#### WHAT IS BEING ASKED:
Copy each line of the listing where the word "covered" can be found.
■ ■ ■
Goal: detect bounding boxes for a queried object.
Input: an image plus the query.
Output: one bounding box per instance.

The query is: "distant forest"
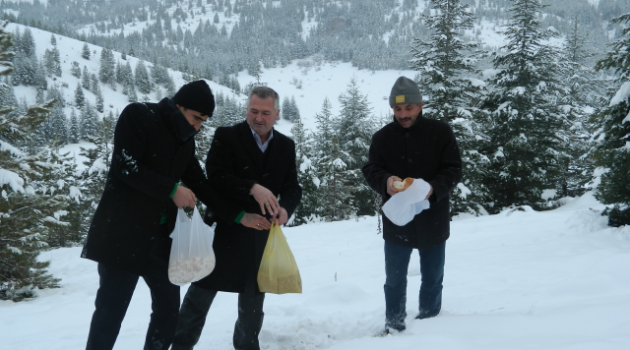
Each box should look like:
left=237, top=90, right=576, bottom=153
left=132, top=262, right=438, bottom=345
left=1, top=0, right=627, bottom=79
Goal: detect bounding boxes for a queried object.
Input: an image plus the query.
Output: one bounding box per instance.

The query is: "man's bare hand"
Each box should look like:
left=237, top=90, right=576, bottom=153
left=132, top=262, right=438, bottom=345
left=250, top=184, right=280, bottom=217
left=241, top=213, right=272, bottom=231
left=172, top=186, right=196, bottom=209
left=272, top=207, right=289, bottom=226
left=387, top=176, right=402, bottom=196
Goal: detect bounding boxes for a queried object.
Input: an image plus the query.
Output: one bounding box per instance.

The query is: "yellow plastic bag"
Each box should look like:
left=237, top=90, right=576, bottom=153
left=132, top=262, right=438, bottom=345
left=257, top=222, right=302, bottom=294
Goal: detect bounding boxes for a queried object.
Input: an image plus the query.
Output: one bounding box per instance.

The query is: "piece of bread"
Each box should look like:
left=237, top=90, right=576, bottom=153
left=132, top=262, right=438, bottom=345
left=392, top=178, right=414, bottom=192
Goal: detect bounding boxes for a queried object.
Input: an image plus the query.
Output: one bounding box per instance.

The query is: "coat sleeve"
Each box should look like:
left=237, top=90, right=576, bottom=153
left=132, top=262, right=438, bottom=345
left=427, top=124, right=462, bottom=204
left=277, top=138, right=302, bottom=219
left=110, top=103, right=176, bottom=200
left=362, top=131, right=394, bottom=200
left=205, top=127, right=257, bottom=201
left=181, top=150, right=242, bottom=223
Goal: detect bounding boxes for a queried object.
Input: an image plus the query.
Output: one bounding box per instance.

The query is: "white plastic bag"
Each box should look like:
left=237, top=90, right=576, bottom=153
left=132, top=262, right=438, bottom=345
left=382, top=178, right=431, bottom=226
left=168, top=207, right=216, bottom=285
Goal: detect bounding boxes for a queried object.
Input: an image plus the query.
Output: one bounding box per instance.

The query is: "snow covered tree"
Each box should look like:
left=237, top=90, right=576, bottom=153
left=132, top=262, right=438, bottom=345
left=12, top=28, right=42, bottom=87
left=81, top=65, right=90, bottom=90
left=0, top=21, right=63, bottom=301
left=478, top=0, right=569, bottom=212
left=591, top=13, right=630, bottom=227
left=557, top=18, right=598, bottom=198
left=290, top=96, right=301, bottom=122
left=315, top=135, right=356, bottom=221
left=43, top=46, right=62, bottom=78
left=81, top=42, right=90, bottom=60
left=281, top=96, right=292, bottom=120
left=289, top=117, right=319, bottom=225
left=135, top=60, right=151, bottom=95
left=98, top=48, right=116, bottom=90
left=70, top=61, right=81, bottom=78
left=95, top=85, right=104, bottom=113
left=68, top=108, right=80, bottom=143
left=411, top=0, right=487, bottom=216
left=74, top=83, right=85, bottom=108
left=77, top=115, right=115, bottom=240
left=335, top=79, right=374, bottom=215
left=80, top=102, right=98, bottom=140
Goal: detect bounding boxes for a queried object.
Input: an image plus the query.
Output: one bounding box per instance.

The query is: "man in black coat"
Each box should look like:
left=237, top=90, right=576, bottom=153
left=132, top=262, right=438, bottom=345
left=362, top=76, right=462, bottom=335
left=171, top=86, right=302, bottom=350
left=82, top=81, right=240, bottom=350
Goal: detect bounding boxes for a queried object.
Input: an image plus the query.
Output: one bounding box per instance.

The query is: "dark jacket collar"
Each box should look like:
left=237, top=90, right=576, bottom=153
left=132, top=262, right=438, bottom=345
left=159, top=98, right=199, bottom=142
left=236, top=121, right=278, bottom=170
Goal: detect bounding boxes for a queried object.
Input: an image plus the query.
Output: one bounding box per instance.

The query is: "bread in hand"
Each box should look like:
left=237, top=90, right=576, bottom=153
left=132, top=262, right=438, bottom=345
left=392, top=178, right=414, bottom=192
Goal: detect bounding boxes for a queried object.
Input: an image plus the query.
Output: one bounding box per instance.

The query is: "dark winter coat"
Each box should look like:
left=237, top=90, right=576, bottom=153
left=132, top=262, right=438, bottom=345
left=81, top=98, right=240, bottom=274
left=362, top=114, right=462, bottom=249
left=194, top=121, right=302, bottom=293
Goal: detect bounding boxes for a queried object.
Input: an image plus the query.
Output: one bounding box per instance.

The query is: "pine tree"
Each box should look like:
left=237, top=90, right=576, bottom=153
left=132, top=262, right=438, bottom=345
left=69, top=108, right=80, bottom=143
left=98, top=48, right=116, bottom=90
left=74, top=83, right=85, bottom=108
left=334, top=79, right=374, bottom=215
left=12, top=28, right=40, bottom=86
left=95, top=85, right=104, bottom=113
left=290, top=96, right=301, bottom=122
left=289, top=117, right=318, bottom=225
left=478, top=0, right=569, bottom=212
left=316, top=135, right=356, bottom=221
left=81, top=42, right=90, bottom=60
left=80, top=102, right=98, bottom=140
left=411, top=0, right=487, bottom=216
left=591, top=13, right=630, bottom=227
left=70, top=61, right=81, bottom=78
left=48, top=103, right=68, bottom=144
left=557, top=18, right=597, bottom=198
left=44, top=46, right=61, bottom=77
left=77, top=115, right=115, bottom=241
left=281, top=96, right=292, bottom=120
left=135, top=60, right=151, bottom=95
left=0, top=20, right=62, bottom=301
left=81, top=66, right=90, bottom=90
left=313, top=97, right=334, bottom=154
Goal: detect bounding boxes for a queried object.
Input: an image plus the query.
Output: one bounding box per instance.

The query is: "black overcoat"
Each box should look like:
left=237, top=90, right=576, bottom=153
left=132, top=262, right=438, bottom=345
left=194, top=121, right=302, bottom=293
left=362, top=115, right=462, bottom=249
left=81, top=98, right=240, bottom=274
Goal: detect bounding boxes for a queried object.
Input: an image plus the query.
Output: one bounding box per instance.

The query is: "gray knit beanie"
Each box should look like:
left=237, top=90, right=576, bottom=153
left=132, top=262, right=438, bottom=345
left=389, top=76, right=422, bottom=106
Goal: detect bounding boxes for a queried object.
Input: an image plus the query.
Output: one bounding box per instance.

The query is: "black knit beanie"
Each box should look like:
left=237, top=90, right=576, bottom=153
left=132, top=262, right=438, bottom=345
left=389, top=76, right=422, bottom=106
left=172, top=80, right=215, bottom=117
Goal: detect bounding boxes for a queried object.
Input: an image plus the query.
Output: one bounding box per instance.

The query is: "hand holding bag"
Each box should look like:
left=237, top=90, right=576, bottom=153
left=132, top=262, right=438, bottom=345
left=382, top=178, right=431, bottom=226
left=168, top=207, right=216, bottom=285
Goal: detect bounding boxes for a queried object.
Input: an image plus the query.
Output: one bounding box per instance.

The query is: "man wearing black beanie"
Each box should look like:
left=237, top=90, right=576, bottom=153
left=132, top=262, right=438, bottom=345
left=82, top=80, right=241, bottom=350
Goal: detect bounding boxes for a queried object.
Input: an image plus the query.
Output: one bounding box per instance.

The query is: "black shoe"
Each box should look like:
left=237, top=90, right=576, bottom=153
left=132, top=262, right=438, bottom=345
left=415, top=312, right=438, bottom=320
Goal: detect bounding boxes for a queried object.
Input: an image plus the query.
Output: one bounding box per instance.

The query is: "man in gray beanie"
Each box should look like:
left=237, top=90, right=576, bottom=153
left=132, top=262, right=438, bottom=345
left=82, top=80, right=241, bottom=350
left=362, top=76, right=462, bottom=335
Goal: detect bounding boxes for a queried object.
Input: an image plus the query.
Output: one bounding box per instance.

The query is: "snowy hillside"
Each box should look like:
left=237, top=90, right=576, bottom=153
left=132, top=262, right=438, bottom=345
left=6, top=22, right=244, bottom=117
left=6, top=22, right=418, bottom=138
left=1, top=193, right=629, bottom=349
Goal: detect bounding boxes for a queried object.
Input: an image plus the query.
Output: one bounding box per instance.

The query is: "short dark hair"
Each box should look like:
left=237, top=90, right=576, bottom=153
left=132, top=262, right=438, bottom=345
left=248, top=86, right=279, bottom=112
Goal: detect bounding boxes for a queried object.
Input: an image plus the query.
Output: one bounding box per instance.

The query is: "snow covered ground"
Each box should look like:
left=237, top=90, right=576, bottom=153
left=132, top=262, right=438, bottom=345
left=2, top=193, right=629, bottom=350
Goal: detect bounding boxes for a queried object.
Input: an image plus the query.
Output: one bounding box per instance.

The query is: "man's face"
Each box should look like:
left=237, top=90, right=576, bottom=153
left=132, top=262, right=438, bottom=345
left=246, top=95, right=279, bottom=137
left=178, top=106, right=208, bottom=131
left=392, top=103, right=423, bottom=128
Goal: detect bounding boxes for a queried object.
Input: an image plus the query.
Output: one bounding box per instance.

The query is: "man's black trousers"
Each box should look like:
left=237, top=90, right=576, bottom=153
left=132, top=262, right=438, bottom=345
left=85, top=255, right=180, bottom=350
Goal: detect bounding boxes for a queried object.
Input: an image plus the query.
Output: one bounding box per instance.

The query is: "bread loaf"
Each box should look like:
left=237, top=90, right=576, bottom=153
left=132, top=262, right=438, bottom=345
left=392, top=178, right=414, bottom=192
■ ■ ■
#### RESPONSE:
The query is: "snow covered tree"
The query is: "snow covered ground"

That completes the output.